Exercise:
Reproduce every line of the material below verbatim, keeping the original order.

Given information:
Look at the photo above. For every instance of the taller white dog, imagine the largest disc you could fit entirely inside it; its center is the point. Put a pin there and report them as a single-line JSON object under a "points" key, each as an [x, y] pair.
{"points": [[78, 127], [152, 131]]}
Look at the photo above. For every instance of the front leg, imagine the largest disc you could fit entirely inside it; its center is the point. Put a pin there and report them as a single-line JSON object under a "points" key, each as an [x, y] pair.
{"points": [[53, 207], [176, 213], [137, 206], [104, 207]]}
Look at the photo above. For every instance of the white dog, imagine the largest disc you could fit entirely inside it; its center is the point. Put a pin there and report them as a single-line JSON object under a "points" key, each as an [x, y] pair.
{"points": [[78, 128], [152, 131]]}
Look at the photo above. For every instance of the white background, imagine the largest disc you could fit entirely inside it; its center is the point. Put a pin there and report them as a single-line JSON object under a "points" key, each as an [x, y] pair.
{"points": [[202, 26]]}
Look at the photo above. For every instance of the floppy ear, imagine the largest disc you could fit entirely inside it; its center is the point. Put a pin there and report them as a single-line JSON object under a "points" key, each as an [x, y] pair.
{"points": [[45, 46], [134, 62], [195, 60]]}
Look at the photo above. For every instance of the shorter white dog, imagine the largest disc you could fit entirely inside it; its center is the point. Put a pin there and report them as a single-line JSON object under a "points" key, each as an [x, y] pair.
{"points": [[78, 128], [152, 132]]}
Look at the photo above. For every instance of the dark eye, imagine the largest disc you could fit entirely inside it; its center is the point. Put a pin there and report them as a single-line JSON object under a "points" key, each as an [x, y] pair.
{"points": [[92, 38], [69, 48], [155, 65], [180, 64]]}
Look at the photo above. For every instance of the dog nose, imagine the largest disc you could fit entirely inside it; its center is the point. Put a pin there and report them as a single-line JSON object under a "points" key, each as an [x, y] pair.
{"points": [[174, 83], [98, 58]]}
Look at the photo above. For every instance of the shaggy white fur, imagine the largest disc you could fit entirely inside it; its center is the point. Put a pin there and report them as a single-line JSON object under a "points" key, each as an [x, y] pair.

Task output:
Look at the photo above. For every instance of the taller white dog, imagine the largest disc you could fit entirely inside it; its center is the point. Put a pin there and report them as a single-line JSON object under a "points" key, each as an [x, y] pair.
{"points": [[78, 127], [152, 131]]}
Look at the photo above. For every instance of the front leg, imagine the largest disc you could fit entirely inside it; its center is the point. Put a pin there and report them as a single-line JSON object under a "points" key, each as an [x, y] pair.
{"points": [[53, 207], [176, 213], [137, 206], [104, 207]]}
Look at the photo above. For every instance of the white dog, imagine the largest disc you could fit entirely inside it; its center is the point. Put a pin there and report them as a single-line JSON object under a "points" key, each as an [x, y] pair.
{"points": [[78, 128], [152, 131]]}
Look at the photo above. For every instance of the white background, imagine the largest disc you could fit entirely inside it; its center is the point. Put a pin there and report them as a single-line JSON object under a "points" key, each as an [x, y] pair.
{"points": [[202, 26]]}
Look at the photo above. For every instance of the floppy ear, imagine the largest disc you could fit entirely inside it; its center is the point. Put a pin there and report them as a single-line JSON object under a "points" key, each as an [x, y] pair.
{"points": [[45, 46], [134, 62], [195, 60]]}
Look at the photo above. For every instance of the shorter white dog, imagine the largest disc you could fit entirely inside it; its center is the point. Put a pin there and report them as a single-line JSON object under a "points" key, each as an [x, y] pair.
{"points": [[78, 128], [152, 132]]}
Look at the photo above. For every instance of the dark eye, imagine the largest disc you could fit entirely inside it; its center is the point. Put a pin there and report them as a single-line JSON object under a "points" key, each as an [x, y] pair.
{"points": [[92, 38], [69, 48], [155, 65], [180, 64]]}
Look at the photo above. For every instance of the dog nose, imagine the largest disc you could fit entirely inside it; its center is the point. Put a pin there and report them as a single-line JSON object under a "points" key, each as an [x, y] pair.
{"points": [[174, 83], [98, 58]]}
Look at the photo above. For every instance of the shaggy white fur, imagine the largest disc you could fit entirely inside it; its center is the point. Put a pin there and report them as a single-line JSON object under a "points" key, each as an [x, y] pair.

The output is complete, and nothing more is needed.